| Objectifs |
**1)** Reproduisez sans aucune modification le passage du texte fourni qui va de « Après onze années » jusqu'à « à l’université Stanford. » inclus.
**2)** D'après le texte fourni, en quelle année Metin Arditi a-t-il obtenu la nationalité suisse ?

------ Texte fourni ------

Très vite, l’onctuosité du fromage, la douceur du sirop et la tendresse du fruit lui procurèrent une succession de plaisir qu’il s’amusa à identifier, selon que c’était le fromage, le sirop ou le fruit qui caressait son palais. »

« Pourquoi alors ne pouvait-il s’émerveiller des chants orthodoxes ? Parce qu’il était juif ? Cette obligation d’obéir à des lois ridicules, d’avoir le droit d’aimer ceci, mais pas cela, de se couper de plaisirs délicats, de joies innocentes, au risque de voir son père exploser de colère, tout cela le révoltait. »

« Avner transgressait chaque jour davantage. Étendu près de Myriam, il la caressait comme s’il peignait l’ovale de son visage, son nez, ses lèvres, ses yeux, son front, puis à nouveau l’ovale, le menton, et ainsi de suite, très lentement, avant de l’embrasser, lèvres écartées, et de frotter son corps contre le sien jusqu’à ce que vienne leur plaisir. »

« Prier avec un musulman si tu es juif, prier avec un chrétien si tu es musulman, ce sont des actes de fraternité. Je suis sûr qu’ils plaisent au Tout-Puissant. Il se dira : voilà un homme de paix.
Ces mots apaisèrent Avner. Malgré tout, il s’interrogea. Juifs, chrétiens et musulmans pouvaient-ils se joindre dans la prière en un même lieu ? Au même moment ? »

 

 

Écrivain francophone d’origine turque, Metin Arditi a quitté la Turquie à l’âge de sept ans, et a obtenu la nationalité suisse en 1968.

Après onze années passées dans un internat suisse à Lausanne, il étudie à l’École polytechnique fédérale de Lausanne, où il obtient un diplôme en physique et un diplôme de troisième cycle en génie atomique. Il poursuit ses études à l’université Stanford.

Il habite Genève, où il est très engagé dans la vie culturelle et artistique. De 2000 à 2013, il a été Président de l’Orchestre de la Suisse romande. Il est membre du Conseil stratégique de l’École polytechnique de Lausanne où au fil des ans, il a enseigné la physique (assistant du Prof. Mercier), l’économie et la gestion (comme chargé de cours) et l’écriture romanesque (en tant que Professeur invité).

En décembre 2012, Metin Arditi a été nommé par l’UNESCO Ambassadeur de bonne volonté. En juin 2014, l’UNESCO l’a nommé Envoyé spécial puis, en 2017, Ambassadeur honoraire.

De 2016 à 2019, il a tenu une chronique hebdomadaire dans La Croix.

Il est l’auteur d’essais et de romans, parmi lesquels Le Turquetto (Actes Sud, 2011, prix Jean Giono), et chez Grasset, L’enfant qui mesurait le monde (2016, prix Méditerranée), Mon père sur mes épaules (2017) et L’homme qui peignait les âmes (Grasset, 2021). En 2022, il a publié le Dictionnaire amoureux d’Istanbul (Plon-Grasset).

------ Données ------

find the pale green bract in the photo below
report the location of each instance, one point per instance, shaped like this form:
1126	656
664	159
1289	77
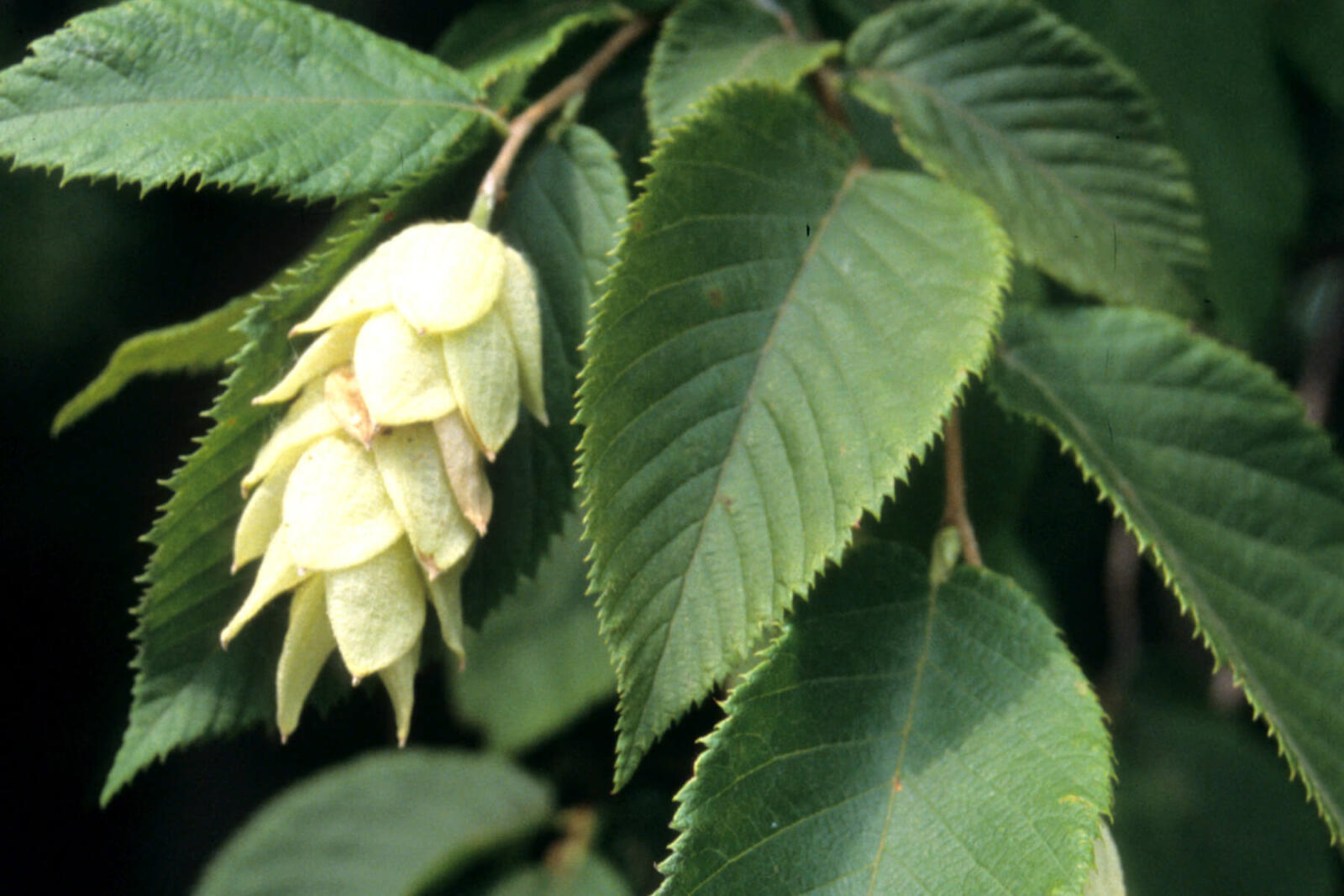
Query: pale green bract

------

| Corrigé |
**1)**
Après onze années passées dans un internat suisse à Lausanne, il étudie à l’École polytechnique fédérale de Lausanne, où il obtient un diplôme en physique et un diplôme de troisième cycle en génie atomique. Il poursuit ses études à l’université Stanford.

**2)** En 1968.